→ Saved entries:
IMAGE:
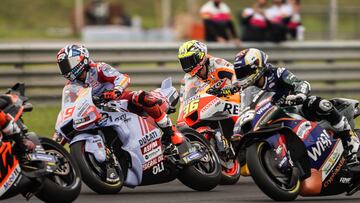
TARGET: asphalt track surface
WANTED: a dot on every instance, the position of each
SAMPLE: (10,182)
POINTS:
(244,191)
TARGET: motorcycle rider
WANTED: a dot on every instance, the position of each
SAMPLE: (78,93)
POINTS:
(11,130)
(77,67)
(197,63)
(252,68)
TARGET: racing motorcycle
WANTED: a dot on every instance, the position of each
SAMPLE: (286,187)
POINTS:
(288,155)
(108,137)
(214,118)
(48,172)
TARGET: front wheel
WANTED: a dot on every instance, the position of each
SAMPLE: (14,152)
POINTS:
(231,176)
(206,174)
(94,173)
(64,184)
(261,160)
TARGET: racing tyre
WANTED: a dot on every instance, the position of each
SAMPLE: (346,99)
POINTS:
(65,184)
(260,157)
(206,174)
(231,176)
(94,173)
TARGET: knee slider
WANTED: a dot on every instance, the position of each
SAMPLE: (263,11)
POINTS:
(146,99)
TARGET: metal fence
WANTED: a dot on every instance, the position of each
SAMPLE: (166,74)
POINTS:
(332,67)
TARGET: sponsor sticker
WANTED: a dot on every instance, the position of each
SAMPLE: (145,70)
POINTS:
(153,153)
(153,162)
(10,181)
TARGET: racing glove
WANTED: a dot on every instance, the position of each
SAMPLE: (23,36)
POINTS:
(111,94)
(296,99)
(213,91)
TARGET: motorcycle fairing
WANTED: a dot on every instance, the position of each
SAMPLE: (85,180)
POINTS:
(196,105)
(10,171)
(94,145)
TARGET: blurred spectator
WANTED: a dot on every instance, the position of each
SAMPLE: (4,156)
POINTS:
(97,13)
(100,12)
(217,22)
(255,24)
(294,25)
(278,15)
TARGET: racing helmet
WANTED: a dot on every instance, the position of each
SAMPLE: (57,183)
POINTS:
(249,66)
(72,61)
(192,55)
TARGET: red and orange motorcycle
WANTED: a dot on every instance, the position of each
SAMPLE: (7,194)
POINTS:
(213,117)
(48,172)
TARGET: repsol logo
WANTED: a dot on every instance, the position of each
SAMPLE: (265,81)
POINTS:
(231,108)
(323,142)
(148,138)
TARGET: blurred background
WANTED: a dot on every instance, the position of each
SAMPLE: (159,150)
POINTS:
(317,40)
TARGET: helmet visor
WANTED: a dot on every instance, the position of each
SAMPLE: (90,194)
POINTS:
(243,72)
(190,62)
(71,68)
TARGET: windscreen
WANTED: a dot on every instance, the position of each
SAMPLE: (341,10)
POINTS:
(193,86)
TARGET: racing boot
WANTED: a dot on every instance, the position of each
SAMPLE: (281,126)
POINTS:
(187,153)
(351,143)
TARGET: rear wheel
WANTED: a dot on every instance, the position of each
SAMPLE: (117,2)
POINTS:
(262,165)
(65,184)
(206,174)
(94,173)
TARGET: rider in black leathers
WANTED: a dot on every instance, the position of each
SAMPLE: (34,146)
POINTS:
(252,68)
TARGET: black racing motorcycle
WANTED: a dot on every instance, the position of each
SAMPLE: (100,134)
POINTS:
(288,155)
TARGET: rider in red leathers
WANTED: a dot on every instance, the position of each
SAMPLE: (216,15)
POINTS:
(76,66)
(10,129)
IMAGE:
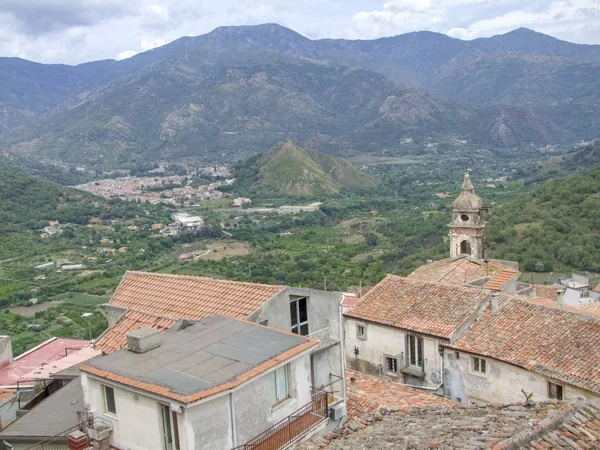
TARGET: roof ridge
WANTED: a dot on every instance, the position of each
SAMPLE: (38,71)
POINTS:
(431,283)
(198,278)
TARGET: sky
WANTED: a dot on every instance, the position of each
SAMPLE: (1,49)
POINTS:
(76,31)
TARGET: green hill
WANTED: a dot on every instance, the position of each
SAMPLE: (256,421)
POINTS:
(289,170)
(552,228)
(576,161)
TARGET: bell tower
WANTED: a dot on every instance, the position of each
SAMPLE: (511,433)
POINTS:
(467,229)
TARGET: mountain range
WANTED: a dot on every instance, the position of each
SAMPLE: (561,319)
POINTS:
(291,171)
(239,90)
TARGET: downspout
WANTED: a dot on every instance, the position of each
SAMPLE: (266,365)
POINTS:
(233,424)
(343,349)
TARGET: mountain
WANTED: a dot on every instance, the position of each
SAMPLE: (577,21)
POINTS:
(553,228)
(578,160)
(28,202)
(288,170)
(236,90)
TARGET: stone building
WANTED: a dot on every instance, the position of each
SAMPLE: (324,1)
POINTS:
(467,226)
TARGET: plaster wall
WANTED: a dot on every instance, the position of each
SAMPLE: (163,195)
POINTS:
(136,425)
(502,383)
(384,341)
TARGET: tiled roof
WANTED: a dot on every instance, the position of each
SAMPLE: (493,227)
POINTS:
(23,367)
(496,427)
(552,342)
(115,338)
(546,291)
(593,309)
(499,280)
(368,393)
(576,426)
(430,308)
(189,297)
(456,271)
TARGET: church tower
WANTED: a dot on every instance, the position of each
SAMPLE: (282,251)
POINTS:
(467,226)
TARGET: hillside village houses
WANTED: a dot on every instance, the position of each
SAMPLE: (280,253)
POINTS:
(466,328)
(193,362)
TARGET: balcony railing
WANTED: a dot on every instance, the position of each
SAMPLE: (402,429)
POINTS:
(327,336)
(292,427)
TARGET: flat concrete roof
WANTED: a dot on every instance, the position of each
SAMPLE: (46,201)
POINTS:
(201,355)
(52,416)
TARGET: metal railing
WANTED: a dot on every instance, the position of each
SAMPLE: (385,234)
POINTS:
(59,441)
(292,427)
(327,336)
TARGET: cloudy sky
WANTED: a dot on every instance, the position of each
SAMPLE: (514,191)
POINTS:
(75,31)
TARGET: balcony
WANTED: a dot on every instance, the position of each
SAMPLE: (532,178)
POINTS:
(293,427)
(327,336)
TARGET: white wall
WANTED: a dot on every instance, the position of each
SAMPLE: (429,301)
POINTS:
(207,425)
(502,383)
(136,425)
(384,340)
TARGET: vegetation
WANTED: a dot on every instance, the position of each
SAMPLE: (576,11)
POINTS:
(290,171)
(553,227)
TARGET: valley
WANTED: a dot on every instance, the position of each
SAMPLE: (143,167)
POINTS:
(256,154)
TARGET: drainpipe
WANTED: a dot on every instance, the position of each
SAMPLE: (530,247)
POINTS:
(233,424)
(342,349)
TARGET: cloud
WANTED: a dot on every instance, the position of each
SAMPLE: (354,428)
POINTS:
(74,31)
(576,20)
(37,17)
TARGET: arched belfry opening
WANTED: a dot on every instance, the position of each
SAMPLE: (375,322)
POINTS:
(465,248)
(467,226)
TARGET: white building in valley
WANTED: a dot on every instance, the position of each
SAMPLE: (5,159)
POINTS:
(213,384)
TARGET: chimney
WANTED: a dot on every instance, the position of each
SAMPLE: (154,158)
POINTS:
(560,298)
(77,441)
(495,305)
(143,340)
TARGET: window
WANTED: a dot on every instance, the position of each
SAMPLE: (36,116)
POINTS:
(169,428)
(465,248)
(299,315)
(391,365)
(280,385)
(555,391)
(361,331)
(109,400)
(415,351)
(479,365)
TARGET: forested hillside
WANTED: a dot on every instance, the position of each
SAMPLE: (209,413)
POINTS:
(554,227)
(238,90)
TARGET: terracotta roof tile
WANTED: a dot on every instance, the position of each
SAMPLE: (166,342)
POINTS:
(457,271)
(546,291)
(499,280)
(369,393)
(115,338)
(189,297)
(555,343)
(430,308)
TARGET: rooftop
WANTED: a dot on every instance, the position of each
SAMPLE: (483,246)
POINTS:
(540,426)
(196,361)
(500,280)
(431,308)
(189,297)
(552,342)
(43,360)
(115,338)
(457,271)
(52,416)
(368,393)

→ PROBLEM DETAILS: In the records above, find every line with the word "rider" and copy it.

→ THE ANSWER:
TARGET: motorcycle rider
TARGET: rider in black leathers
TARGET: rider in red leathers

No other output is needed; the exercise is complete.